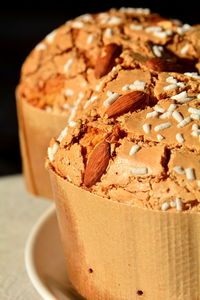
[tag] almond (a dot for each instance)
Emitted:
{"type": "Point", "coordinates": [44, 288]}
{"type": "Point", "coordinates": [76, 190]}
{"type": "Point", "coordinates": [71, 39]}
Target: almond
{"type": "Point", "coordinates": [126, 103]}
{"type": "Point", "coordinates": [54, 84]}
{"type": "Point", "coordinates": [162, 65]}
{"type": "Point", "coordinates": [97, 164]}
{"type": "Point", "coordinates": [106, 59]}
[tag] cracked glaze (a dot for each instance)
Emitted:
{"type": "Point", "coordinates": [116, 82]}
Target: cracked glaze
{"type": "Point", "coordinates": [59, 77]}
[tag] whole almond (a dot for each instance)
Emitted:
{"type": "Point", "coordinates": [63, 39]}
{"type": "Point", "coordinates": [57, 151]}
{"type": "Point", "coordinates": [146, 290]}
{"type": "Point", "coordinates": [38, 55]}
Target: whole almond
{"type": "Point", "coordinates": [97, 164]}
{"type": "Point", "coordinates": [54, 84]}
{"type": "Point", "coordinates": [163, 65]}
{"type": "Point", "coordinates": [106, 59]}
{"type": "Point", "coordinates": [126, 103]}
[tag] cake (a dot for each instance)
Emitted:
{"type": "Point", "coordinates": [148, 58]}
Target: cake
{"type": "Point", "coordinates": [126, 175]}
{"type": "Point", "coordinates": [60, 76]}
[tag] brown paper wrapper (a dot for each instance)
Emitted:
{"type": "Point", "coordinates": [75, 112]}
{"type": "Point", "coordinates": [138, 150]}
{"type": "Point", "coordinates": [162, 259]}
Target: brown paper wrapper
{"type": "Point", "coordinates": [119, 252]}
{"type": "Point", "coordinates": [36, 128]}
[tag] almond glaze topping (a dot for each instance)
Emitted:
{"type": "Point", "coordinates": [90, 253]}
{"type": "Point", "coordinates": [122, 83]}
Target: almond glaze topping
{"type": "Point", "coordinates": [126, 103]}
{"type": "Point", "coordinates": [106, 59]}
{"type": "Point", "coordinates": [97, 164]}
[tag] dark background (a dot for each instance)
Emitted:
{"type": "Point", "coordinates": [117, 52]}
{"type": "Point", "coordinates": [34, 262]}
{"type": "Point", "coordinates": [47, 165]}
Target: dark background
{"type": "Point", "coordinates": [23, 27]}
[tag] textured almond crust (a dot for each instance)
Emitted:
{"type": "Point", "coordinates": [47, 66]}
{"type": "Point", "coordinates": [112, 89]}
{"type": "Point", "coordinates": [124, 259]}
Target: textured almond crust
{"type": "Point", "coordinates": [58, 77]}
{"type": "Point", "coordinates": [36, 128]}
{"type": "Point", "coordinates": [114, 250]}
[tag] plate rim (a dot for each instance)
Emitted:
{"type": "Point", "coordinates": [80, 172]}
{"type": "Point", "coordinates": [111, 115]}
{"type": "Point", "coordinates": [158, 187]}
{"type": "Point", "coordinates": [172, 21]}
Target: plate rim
{"type": "Point", "coordinates": [28, 254]}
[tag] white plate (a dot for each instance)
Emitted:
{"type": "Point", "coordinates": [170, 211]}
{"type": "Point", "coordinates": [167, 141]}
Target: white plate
{"type": "Point", "coordinates": [45, 262]}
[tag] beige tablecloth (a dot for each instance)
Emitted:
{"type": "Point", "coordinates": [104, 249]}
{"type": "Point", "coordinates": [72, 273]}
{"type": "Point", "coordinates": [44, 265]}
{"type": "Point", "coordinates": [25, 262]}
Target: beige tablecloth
{"type": "Point", "coordinates": [18, 213]}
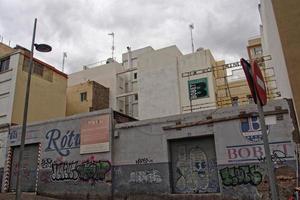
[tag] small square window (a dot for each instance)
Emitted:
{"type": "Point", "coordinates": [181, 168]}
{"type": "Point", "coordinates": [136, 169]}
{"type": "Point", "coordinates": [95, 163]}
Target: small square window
{"type": "Point", "coordinates": [235, 101]}
{"type": "Point", "coordinates": [4, 64]}
{"type": "Point", "coordinates": [83, 96]}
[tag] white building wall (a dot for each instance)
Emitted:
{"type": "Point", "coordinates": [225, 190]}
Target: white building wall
{"type": "Point", "coordinates": [158, 83]}
{"type": "Point", "coordinates": [271, 45]}
{"type": "Point", "coordinates": [105, 75]}
{"type": "Point", "coordinates": [7, 89]}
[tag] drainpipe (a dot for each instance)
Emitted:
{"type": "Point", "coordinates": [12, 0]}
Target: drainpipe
{"type": "Point", "coordinates": [130, 77]}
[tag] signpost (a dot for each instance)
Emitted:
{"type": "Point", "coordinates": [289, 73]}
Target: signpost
{"type": "Point", "coordinates": [258, 90]}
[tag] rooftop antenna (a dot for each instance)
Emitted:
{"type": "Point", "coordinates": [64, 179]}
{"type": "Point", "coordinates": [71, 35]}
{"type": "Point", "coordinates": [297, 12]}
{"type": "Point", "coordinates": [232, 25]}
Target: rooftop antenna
{"type": "Point", "coordinates": [192, 40]}
{"type": "Point", "coordinates": [113, 44]}
{"type": "Point", "coordinates": [63, 64]}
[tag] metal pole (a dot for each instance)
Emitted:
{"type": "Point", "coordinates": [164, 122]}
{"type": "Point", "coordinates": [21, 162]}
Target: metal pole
{"type": "Point", "coordinates": [270, 169]}
{"type": "Point", "coordinates": [113, 46]}
{"type": "Point", "coordinates": [192, 40]}
{"type": "Point", "coordinates": [63, 63]}
{"type": "Point", "coordinates": [20, 163]}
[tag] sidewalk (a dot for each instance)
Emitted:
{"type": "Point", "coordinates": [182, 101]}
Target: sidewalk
{"type": "Point", "coordinates": [25, 196]}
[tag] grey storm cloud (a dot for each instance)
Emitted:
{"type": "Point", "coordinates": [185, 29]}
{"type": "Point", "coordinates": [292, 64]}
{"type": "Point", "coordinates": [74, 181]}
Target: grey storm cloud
{"type": "Point", "coordinates": [81, 27]}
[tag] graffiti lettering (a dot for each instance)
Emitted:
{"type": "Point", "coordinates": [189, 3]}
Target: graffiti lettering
{"type": "Point", "coordinates": [64, 171]}
{"type": "Point", "coordinates": [278, 157]}
{"type": "Point", "coordinates": [146, 176]}
{"type": "Point", "coordinates": [143, 161]}
{"type": "Point", "coordinates": [93, 170]}
{"type": "Point", "coordinates": [88, 170]}
{"type": "Point", "coordinates": [247, 174]}
{"type": "Point", "coordinates": [62, 144]}
{"type": "Point", "coordinates": [46, 163]}
{"type": "Point", "coordinates": [246, 153]}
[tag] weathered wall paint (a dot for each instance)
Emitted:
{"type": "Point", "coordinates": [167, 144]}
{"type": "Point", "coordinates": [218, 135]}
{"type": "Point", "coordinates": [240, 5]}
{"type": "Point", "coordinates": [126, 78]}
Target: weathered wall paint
{"type": "Point", "coordinates": [239, 164]}
{"type": "Point", "coordinates": [147, 160]}
{"type": "Point", "coordinates": [62, 170]}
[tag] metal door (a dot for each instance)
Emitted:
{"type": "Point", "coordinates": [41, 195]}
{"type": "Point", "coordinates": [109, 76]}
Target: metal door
{"type": "Point", "coordinates": [29, 172]}
{"type": "Point", "coordinates": [194, 167]}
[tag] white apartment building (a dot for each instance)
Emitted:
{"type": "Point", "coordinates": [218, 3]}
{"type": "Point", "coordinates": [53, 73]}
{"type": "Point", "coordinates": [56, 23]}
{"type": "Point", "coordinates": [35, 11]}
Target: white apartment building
{"type": "Point", "coordinates": [154, 83]}
{"type": "Point", "coordinates": [271, 45]}
{"type": "Point", "coordinates": [157, 85]}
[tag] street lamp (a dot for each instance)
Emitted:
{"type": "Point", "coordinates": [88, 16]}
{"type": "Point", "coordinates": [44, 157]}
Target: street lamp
{"type": "Point", "coordinates": [41, 48]}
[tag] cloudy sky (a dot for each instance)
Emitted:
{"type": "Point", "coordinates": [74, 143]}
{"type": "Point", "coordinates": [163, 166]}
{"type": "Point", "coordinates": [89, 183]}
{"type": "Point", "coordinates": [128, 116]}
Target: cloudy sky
{"type": "Point", "coordinates": [81, 27]}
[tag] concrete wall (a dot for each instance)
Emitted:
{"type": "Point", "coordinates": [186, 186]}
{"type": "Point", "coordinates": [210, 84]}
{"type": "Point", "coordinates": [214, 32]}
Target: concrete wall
{"type": "Point", "coordinates": [149, 160]}
{"type": "Point", "coordinates": [271, 44]}
{"type": "Point", "coordinates": [288, 20]}
{"type": "Point", "coordinates": [104, 75]}
{"type": "Point", "coordinates": [62, 170]}
{"type": "Point", "coordinates": [47, 97]}
{"type": "Point", "coordinates": [74, 103]}
{"type": "Point", "coordinates": [158, 83]}
{"type": "Point", "coordinates": [97, 98]}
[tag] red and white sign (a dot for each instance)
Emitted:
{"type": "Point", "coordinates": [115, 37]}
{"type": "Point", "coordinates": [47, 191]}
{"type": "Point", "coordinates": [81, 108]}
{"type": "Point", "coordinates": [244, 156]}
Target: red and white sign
{"type": "Point", "coordinates": [259, 83]}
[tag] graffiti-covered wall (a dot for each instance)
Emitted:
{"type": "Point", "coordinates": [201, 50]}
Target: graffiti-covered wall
{"type": "Point", "coordinates": [210, 152]}
{"type": "Point", "coordinates": [241, 157]}
{"type": "Point", "coordinates": [74, 156]}
{"type": "Point", "coordinates": [213, 154]}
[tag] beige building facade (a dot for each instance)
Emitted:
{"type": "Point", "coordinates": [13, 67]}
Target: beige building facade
{"type": "Point", "coordinates": [86, 97]}
{"type": "Point", "coordinates": [47, 92]}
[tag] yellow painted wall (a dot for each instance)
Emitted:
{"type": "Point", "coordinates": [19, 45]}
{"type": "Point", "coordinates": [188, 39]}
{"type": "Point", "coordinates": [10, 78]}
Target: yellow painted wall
{"type": "Point", "coordinates": [47, 99]}
{"type": "Point", "coordinates": [74, 104]}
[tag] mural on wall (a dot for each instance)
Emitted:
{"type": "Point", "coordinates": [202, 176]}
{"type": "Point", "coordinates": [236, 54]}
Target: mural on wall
{"type": "Point", "coordinates": [89, 170]}
{"type": "Point", "coordinates": [195, 171]}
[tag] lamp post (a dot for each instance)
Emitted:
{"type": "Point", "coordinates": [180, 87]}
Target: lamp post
{"type": "Point", "coordinates": [41, 48]}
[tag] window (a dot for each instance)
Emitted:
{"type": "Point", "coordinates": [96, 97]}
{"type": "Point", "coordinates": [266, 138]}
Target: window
{"type": "Point", "coordinates": [250, 99]}
{"type": "Point", "coordinates": [257, 51]}
{"type": "Point", "coordinates": [83, 96]}
{"type": "Point", "coordinates": [235, 101]}
{"type": "Point", "coordinates": [4, 64]}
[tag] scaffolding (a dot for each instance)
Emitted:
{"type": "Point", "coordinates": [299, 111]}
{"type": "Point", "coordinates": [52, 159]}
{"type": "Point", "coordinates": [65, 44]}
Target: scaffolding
{"type": "Point", "coordinates": [230, 90]}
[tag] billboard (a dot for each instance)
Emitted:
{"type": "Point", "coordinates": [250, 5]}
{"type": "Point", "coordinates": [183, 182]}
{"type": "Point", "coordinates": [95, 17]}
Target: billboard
{"type": "Point", "coordinates": [198, 88]}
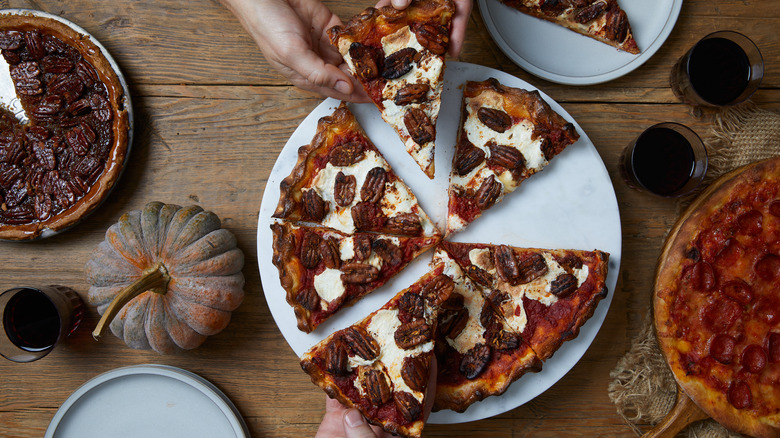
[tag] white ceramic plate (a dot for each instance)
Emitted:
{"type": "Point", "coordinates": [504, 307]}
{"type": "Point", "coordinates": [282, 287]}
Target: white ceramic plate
{"type": "Point", "coordinates": [9, 100]}
{"type": "Point", "coordinates": [147, 401]}
{"type": "Point", "coordinates": [557, 54]}
{"type": "Point", "coordinates": [571, 204]}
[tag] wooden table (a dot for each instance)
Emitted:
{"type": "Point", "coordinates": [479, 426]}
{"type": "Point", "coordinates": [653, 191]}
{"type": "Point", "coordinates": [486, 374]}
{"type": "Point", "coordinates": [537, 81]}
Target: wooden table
{"type": "Point", "coordinates": [211, 117]}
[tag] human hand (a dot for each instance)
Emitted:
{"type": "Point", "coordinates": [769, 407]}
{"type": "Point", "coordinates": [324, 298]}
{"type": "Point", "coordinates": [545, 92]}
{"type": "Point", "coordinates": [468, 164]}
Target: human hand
{"type": "Point", "coordinates": [292, 36]}
{"type": "Point", "coordinates": [340, 422]}
{"type": "Point", "coordinates": [459, 21]}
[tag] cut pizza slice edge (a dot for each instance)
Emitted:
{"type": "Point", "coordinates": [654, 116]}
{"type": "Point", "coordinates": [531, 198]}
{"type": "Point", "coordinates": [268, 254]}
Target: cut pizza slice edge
{"type": "Point", "coordinates": [381, 365]}
{"type": "Point", "coordinates": [506, 135]}
{"type": "Point", "coordinates": [602, 20]}
{"type": "Point", "coordinates": [323, 270]}
{"type": "Point", "coordinates": [343, 182]}
{"type": "Point", "coordinates": [398, 57]}
{"type": "Point", "coordinates": [478, 354]}
{"type": "Point", "coordinates": [544, 295]}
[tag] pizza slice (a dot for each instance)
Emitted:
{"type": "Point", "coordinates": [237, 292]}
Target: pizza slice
{"type": "Point", "coordinates": [398, 57]}
{"type": "Point", "coordinates": [602, 20]}
{"type": "Point", "coordinates": [506, 135]}
{"type": "Point", "coordinates": [381, 365]}
{"type": "Point", "coordinates": [478, 354]}
{"type": "Point", "coordinates": [342, 181]}
{"type": "Point", "coordinates": [544, 295]}
{"type": "Point", "coordinates": [323, 270]}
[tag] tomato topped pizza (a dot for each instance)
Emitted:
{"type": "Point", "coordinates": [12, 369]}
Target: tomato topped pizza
{"type": "Point", "coordinates": [506, 135]}
{"type": "Point", "coordinates": [323, 270]}
{"type": "Point", "coordinates": [381, 365]}
{"type": "Point", "coordinates": [398, 57]}
{"type": "Point", "coordinates": [602, 20]}
{"type": "Point", "coordinates": [717, 300]}
{"type": "Point", "coordinates": [342, 181]}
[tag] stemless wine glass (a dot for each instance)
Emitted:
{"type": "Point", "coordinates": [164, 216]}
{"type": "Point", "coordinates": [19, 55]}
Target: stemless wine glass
{"type": "Point", "coordinates": [667, 159]}
{"type": "Point", "coordinates": [724, 68]}
{"type": "Point", "coordinates": [36, 319]}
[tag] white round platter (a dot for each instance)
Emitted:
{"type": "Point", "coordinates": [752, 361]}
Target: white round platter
{"type": "Point", "coordinates": [147, 401]}
{"type": "Point", "coordinates": [552, 52]}
{"type": "Point", "coordinates": [570, 204]}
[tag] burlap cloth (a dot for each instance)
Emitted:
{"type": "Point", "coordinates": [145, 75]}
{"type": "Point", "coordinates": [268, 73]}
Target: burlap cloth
{"type": "Point", "coordinates": [642, 387]}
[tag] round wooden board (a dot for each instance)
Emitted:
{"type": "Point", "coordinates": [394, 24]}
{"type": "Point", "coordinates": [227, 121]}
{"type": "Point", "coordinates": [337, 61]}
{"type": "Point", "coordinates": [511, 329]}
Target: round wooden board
{"type": "Point", "coordinates": [669, 261]}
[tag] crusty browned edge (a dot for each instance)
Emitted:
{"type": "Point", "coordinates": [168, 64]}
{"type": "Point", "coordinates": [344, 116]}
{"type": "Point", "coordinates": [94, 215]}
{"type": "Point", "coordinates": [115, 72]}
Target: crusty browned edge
{"type": "Point", "coordinates": [668, 269]}
{"type": "Point", "coordinates": [589, 307]}
{"type": "Point", "coordinates": [283, 260]}
{"type": "Point", "coordinates": [120, 126]}
{"type": "Point", "coordinates": [391, 19]}
{"type": "Point", "coordinates": [477, 390]}
{"type": "Point", "coordinates": [289, 206]}
{"type": "Point", "coordinates": [627, 45]}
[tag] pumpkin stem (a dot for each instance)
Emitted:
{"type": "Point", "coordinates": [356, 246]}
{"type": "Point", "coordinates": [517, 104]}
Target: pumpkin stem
{"type": "Point", "coordinates": [154, 279]}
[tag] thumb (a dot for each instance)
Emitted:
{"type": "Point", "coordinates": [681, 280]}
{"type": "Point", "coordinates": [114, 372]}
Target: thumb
{"type": "Point", "coordinates": [356, 426]}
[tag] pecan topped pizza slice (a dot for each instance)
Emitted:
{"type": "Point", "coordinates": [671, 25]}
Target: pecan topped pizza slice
{"type": "Point", "coordinates": [478, 354]}
{"type": "Point", "coordinates": [323, 270]}
{"type": "Point", "coordinates": [506, 135]}
{"type": "Point", "coordinates": [343, 182]}
{"type": "Point", "coordinates": [381, 365]}
{"type": "Point", "coordinates": [398, 57]}
{"type": "Point", "coordinates": [544, 295]}
{"type": "Point", "coordinates": [602, 20]}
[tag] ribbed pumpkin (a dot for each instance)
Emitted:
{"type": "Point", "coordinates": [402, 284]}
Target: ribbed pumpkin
{"type": "Point", "coordinates": [166, 277]}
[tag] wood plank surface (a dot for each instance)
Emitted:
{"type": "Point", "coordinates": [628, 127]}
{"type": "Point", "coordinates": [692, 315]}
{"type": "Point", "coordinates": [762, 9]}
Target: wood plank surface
{"type": "Point", "coordinates": [211, 118]}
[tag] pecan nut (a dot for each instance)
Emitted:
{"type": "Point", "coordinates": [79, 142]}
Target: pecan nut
{"type": "Point", "coordinates": [590, 12]}
{"type": "Point", "coordinates": [344, 189]}
{"type": "Point", "coordinates": [494, 119]}
{"type": "Point", "coordinates": [467, 158]}
{"type": "Point", "coordinates": [314, 207]}
{"type": "Point", "coordinates": [399, 63]}
{"type": "Point", "coordinates": [480, 275]}
{"type": "Point", "coordinates": [358, 273]}
{"type": "Point", "coordinates": [506, 264]}
{"type": "Point", "coordinates": [432, 37]}
{"type": "Point", "coordinates": [406, 223]}
{"type": "Point", "coordinates": [415, 371]}
{"type": "Point", "coordinates": [438, 289]}
{"type": "Point", "coordinates": [419, 126]}
{"type": "Point", "coordinates": [474, 361]}
{"type": "Point", "coordinates": [376, 384]}
{"type": "Point", "coordinates": [506, 157]}
{"type": "Point", "coordinates": [336, 359]}
{"type": "Point", "coordinates": [412, 333]}
{"type": "Point", "coordinates": [374, 185]}
{"type": "Point", "coordinates": [488, 193]}
{"type": "Point", "coordinates": [361, 343]}
{"type": "Point", "coordinates": [310, 250]}
{"type": "Point", "coordinates": [347, 154]}
{"type": "Point", "coordinates": [366, 60]}
{"type": "Point", "coordinates": [563, 285]}
{"type": "Point", "coordinates": [412, 93]}
{"type": "Point", "coordinates": [387, 251]}
{"type": "Point", "coordinates": [532, 268]}
{"type": "Point", "coordinates": [407, 405]}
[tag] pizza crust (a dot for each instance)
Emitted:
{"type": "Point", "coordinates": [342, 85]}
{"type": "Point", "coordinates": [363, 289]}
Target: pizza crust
{"type": "Point", "coordinates": [669, 270]}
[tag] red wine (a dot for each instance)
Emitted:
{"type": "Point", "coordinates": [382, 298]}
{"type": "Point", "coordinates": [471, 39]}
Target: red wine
{"type": "Point", "coordinates": [719, 70]}
{"type": "Point", "coordinates": [31, 321]}
{"type": "Point", "coordinates": [662, 160]}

====

**What is expected**.
Locate the line that contains "[tag] pizza crust (a dot for each instance)", then please quote it and every line after it to the end of the entries above, exactly and with nothing else.

**Task answer**.
[tag] pizza crust (a dot for each instance)
Emitted:
{"type": "Point", "coordinates": [342, 85]}
{"type": "Point", "coordinates": [363, 289]}
Target: pizza crust
{"type": "Point", "coordinates": [669, 270]}
[tag] red wine (a dot for each instance)
Emitted:
{"type": "Point", "coordinates": [382, 298]}
{"type": "Point", "coordinates": [471, 39]}
Target: red wine
{"type": "Point", "coordinates": [719, 70]}
{"type": "Point", "coordinates": [31, 321]}
{"type": "Point", "coordinates": [662, 160]}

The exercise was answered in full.